Monday, November 18, 2013

[Part 1]

Welcome back, imaginary game developer. So now that we know why you might want to include physiological data in your user-testing experiments, let's get into the how. You're going to need: Your normal lab/experiment area, test subjects, recording equipment, and cash. This stuff can be expensive, so it's important to have a good idea of what you're looking for ahead of time.

If you want to know how people react to bullets, go to Aperture.

The first step in this process is going to be determining what kind of information you want to collect. Different monitoring devices have different strengths and weaknesses. Measuring how tightly someone grips a controller, for example, can be a good way to track how aroused someone is, but it doesn't tell you much about valence. The physical size and shape of the equipment you will be using is also going to vary, as will their potential effects on gameplay and user experience.

Some Physiological Monitoring Methods
The items on this list are techniques which have been used in the user-testing experiments with which I am familiar and which have already been shown to produce reliable/valid data. It is by no means a completely comprehensive list of all possible user-testing methods.

Electroencephalography (EEG)
This topic actually got its own post, but to review: Electroencephalography is the recording of electrical signals along the scalp, you can track them with a sensor net, an EEG cap, and now that there's a market for them, headsets. They've been shown to be pretty useful at identifying critical in-game events, but they can be rather invasive, expensive, and time-consuming. Also, the data collected from them can be fairly difficult to interpret.


Useful for: Monitoring attention/boredom, could be useful for identifying common patterns and behaviors, identifying in-game events which may trigger significant changes in focus


Eye Tracking and Electrooculography (EOG)
Eye tracking is a good way to get an idea of where your users are looking during play, as well as how fast their eyes are moving. By far the most common method for doing this is by using camera-based eye tracking systems.

The second method, Electrooculography, measures the resting potential of the retina, which changes based on eye orientation. EOG measurements are already used in motion-capture to faithfully track the positions of actors' eyes, and has the added advantage of being fairly non-invasive, as the electrodes used do not interfere with the subjects' field of vision.

On the other hand, the lack of any standardized electrode configuration means it's difficult to compare your results with those of other researchers, the signal itself can be cluttered with blinking-artifacts (which are exactly what they sound like), and the whole setup requires a much higher sampling rate than other methods.


Useful for: Determining where people were looking, how long they were looking at whatever was there, identifying distractions or areas of interest and user's ability to identify important in-game elements visually. Unfortunately gaze is not a functional proxy for "attention" nor would it give you much information (in 3D environments) about how far "out" someone was looking.


Electromyography (EMG)

## Excerpted records
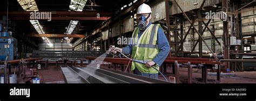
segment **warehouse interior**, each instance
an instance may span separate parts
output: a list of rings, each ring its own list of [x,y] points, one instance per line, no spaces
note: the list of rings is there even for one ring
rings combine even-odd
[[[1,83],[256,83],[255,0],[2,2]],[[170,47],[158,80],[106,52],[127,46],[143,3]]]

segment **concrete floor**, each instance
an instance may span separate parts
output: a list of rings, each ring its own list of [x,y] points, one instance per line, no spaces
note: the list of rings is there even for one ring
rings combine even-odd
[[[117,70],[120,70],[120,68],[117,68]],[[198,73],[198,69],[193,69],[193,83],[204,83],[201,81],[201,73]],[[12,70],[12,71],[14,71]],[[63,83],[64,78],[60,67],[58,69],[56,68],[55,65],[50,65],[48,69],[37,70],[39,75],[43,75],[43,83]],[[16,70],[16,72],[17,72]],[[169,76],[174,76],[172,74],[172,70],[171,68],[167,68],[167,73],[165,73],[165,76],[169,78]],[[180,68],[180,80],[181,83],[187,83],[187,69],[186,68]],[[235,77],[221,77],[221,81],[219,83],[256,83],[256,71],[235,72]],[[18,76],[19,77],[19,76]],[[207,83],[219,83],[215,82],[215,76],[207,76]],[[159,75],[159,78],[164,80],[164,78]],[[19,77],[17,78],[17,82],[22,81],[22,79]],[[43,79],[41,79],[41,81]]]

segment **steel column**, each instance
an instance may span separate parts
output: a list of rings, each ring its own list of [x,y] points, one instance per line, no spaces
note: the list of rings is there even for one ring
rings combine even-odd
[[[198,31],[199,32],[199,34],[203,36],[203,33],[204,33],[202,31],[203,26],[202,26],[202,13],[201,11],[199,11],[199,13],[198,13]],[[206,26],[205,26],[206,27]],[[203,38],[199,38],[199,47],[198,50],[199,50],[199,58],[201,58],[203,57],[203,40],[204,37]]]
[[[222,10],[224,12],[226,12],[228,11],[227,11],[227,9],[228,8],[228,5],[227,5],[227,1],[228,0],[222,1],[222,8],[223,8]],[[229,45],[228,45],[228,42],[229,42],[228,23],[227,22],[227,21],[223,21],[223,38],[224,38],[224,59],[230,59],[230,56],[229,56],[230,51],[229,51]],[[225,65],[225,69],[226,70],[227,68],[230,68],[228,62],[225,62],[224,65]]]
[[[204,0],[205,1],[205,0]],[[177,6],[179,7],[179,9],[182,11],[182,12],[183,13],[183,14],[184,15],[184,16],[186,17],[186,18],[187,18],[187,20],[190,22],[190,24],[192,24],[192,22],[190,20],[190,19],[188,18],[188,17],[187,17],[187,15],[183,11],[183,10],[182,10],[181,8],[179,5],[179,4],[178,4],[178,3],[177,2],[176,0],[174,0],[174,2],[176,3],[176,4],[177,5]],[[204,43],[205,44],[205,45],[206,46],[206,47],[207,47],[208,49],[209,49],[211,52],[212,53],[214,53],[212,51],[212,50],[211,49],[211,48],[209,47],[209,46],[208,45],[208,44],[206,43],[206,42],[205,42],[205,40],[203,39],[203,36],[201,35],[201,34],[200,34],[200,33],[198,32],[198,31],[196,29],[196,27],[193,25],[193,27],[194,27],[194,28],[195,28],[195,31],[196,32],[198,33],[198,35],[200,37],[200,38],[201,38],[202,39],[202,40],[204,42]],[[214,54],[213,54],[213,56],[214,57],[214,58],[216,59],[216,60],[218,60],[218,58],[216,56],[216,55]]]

---

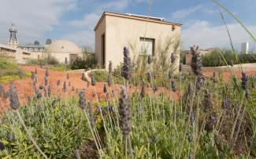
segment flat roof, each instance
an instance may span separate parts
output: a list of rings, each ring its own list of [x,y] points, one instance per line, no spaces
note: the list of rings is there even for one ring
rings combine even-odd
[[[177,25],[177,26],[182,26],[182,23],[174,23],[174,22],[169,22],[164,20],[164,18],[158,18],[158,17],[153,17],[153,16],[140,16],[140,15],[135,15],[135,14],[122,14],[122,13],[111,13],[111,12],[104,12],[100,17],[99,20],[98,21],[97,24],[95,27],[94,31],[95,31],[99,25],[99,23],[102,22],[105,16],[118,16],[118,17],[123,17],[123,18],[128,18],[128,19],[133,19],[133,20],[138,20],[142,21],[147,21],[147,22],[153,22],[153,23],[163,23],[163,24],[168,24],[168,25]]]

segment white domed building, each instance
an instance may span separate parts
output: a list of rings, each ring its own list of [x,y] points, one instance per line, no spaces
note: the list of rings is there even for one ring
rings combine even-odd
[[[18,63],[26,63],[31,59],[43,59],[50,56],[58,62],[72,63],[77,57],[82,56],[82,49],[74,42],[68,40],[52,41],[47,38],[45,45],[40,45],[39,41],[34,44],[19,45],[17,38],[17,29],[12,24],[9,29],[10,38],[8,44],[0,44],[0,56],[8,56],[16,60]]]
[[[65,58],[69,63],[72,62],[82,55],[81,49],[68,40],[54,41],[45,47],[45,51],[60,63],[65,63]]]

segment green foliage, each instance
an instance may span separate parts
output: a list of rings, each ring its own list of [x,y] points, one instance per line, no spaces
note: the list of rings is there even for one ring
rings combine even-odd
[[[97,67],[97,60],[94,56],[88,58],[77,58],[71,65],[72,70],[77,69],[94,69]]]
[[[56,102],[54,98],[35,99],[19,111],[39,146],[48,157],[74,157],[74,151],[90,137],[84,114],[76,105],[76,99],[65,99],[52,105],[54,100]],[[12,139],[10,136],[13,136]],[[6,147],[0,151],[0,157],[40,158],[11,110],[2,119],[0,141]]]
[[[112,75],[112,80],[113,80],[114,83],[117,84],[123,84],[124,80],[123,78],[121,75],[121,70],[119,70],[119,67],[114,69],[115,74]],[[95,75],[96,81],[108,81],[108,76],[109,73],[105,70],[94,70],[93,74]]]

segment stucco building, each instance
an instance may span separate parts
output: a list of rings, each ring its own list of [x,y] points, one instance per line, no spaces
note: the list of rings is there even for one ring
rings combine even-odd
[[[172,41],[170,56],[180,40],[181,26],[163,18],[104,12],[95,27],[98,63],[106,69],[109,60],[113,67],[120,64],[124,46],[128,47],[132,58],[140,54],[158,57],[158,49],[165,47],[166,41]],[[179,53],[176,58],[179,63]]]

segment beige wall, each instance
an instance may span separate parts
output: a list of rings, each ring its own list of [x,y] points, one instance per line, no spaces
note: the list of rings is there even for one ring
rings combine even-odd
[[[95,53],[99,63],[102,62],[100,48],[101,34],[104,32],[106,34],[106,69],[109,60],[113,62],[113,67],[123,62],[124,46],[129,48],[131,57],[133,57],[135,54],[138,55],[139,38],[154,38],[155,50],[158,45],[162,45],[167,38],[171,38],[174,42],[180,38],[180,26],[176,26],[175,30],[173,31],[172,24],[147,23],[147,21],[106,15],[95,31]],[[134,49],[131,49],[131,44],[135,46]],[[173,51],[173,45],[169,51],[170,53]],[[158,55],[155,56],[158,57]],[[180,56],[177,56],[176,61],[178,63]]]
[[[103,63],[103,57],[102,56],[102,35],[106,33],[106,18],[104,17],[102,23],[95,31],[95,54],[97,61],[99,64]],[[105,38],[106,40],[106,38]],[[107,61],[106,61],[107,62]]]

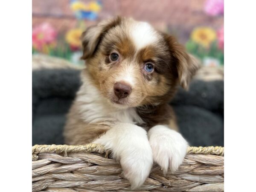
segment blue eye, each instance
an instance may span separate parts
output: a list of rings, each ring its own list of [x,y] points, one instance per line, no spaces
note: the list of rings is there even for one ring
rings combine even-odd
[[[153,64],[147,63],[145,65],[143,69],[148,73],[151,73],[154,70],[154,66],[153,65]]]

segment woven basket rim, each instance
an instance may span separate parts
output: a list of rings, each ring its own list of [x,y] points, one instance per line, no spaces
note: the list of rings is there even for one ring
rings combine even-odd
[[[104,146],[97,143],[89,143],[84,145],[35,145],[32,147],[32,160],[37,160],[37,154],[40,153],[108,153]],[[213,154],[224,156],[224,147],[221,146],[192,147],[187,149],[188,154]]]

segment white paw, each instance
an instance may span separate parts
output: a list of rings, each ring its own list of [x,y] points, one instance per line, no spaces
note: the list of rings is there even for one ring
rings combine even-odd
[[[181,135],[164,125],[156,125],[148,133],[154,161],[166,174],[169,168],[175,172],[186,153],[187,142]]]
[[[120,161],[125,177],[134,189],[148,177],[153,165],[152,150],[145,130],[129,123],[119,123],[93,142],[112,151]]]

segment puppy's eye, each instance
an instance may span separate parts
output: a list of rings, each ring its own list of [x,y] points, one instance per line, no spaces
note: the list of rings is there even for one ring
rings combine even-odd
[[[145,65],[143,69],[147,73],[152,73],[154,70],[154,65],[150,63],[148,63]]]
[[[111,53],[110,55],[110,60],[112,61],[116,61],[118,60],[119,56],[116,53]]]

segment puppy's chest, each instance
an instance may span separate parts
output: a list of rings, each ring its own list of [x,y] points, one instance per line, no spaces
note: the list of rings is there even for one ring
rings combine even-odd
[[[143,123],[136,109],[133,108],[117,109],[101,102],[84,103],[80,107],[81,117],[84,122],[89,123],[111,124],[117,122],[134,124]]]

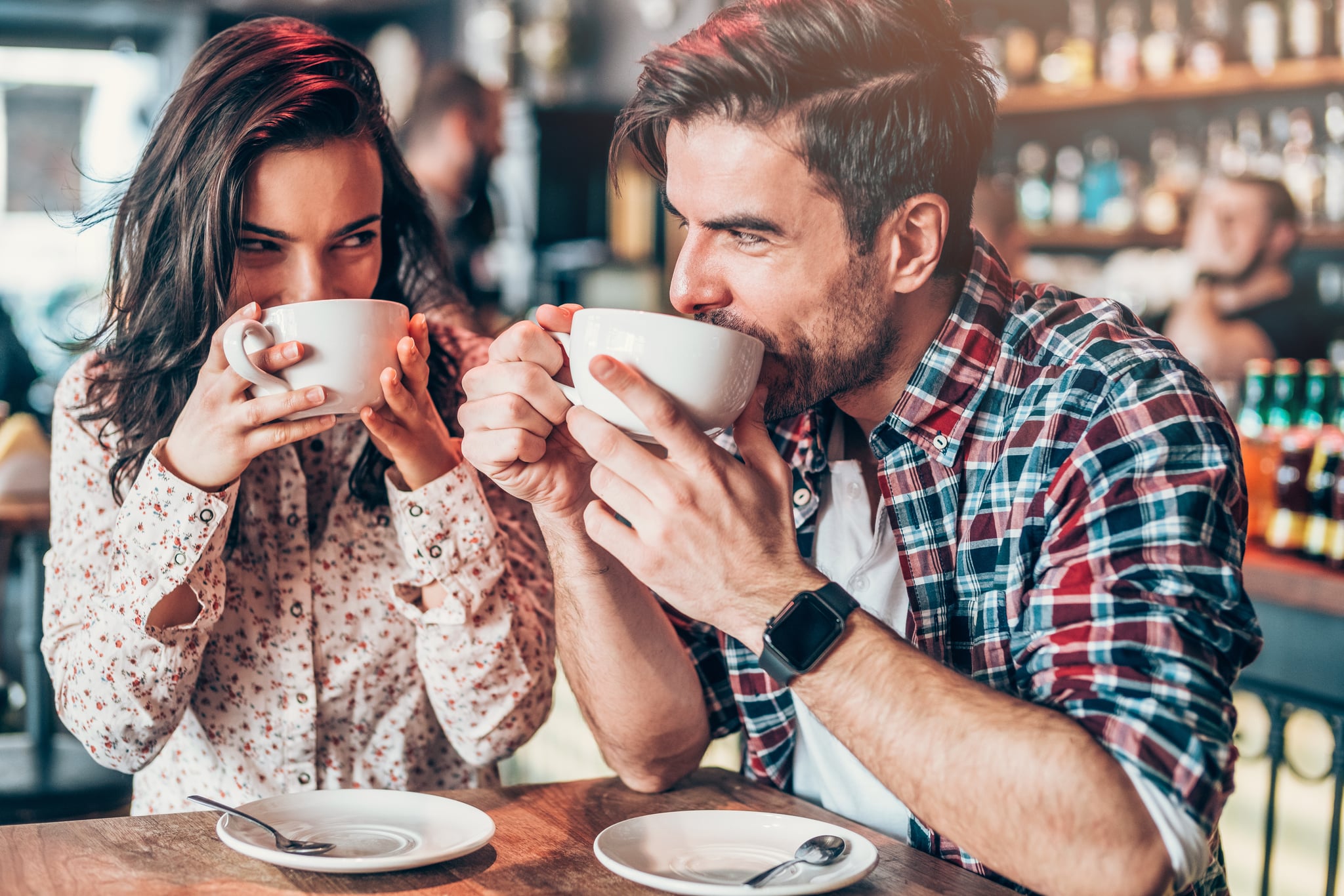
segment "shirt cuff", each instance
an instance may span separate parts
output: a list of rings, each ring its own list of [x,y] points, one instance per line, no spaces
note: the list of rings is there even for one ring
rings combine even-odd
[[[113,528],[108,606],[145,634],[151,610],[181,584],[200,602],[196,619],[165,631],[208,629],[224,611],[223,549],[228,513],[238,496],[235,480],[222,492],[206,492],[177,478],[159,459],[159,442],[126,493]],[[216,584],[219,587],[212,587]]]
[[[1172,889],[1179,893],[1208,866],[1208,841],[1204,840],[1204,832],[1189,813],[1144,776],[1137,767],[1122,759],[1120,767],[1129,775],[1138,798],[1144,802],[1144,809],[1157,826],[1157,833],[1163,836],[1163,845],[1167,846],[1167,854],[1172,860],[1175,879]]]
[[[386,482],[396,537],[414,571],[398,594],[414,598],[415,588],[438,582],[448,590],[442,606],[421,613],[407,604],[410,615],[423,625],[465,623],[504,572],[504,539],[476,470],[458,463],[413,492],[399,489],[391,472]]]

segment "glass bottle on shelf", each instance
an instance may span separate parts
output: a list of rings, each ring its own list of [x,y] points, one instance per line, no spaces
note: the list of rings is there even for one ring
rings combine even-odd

* * *

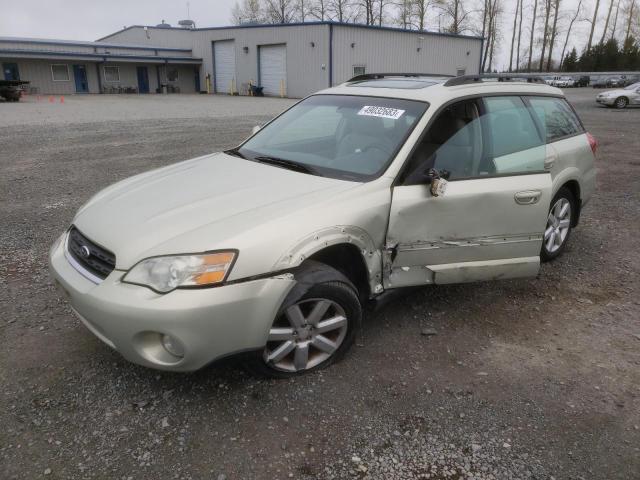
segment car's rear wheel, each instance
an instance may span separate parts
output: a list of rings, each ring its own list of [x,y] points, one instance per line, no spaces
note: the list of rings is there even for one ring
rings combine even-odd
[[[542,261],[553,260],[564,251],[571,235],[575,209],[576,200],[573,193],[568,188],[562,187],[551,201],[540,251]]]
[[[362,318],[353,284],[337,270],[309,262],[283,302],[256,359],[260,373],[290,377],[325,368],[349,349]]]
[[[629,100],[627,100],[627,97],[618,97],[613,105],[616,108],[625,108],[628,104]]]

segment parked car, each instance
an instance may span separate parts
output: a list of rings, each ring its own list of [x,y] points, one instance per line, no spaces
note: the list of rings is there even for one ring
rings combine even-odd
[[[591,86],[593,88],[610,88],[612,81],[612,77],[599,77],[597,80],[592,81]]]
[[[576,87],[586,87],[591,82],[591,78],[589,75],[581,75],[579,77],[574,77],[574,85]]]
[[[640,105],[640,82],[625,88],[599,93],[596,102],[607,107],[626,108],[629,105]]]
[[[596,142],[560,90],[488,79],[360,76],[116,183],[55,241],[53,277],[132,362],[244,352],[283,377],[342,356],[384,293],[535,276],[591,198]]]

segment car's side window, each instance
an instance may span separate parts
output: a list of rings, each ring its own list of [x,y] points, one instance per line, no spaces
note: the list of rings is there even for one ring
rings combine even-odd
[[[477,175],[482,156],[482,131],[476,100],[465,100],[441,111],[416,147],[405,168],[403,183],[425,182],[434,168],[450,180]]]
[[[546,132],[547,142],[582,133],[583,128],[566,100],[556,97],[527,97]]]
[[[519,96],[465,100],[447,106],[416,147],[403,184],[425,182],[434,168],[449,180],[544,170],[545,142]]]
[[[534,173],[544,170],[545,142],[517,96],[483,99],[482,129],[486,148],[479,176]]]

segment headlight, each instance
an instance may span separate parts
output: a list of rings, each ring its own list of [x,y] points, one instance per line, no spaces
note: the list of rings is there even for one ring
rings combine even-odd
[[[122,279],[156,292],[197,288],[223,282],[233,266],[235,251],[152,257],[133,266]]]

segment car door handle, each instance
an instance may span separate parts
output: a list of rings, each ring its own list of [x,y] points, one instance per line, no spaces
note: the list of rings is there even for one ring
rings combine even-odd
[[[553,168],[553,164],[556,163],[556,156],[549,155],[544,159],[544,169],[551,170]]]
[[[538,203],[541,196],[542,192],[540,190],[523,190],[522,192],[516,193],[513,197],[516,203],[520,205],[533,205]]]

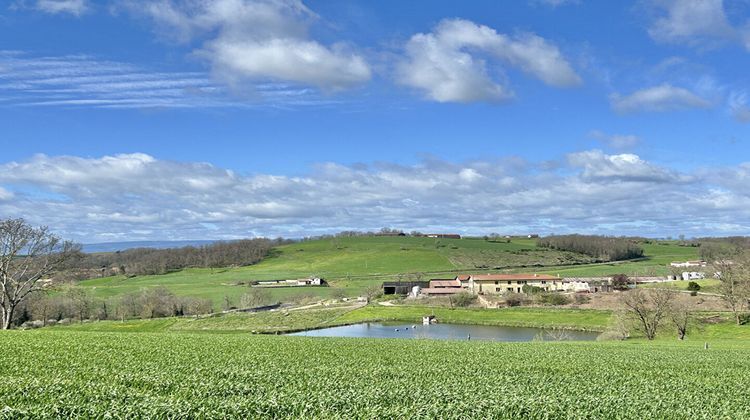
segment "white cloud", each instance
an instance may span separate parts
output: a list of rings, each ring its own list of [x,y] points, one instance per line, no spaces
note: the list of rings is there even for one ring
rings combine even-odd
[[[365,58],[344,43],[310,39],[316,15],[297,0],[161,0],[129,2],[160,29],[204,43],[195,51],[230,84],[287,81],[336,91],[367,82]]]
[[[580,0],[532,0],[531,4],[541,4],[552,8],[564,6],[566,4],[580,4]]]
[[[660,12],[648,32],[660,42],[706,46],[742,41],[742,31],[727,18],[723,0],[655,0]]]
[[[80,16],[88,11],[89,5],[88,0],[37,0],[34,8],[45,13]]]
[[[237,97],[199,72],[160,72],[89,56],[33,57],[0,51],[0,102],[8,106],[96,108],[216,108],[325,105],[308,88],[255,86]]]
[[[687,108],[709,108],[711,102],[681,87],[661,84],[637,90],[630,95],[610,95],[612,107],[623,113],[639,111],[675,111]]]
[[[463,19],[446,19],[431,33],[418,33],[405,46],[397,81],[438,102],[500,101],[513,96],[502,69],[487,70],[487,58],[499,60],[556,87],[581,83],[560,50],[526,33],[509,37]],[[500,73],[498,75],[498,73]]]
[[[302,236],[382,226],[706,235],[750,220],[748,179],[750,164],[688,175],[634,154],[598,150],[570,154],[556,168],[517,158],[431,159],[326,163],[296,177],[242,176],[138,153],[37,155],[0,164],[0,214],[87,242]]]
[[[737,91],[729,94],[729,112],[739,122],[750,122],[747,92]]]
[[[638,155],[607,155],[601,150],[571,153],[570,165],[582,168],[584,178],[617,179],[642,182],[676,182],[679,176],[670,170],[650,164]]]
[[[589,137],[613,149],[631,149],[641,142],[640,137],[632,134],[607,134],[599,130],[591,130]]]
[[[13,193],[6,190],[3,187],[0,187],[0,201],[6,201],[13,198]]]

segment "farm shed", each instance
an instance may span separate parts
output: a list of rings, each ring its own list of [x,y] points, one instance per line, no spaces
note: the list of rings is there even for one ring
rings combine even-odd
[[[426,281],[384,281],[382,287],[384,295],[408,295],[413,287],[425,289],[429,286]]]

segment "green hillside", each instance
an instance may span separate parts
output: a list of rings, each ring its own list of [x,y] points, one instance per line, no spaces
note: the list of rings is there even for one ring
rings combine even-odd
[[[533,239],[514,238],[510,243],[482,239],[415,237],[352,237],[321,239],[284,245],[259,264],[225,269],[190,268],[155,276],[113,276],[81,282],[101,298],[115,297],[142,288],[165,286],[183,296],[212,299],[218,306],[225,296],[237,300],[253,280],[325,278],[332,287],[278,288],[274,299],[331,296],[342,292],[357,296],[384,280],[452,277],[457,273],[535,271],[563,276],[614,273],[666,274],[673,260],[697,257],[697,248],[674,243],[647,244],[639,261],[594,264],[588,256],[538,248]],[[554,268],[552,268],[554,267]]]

## Work to complete
**a.** In the user-testing post, what does Electrooculography measure?
**b.** Translate this sentence from the user-testing post into Spanish: "By far the most common method for doing this is by using camera-based eye tracking systems."
**c.** The user-testing post lists what the reader is going to need. Name every item on that list.
Answer from the user-testing post alone.

## Numbered responses
**a.** It measures the resting potential of the retina, which changes based on eye orientation.

**b.** Con mucho, el método más común para hacer esto es usar sistemas de seguimiento ocular basados en cámaras.

**c.**
- Your normal lab/experiment area
- Test subjects
- Recording equipment
- Cash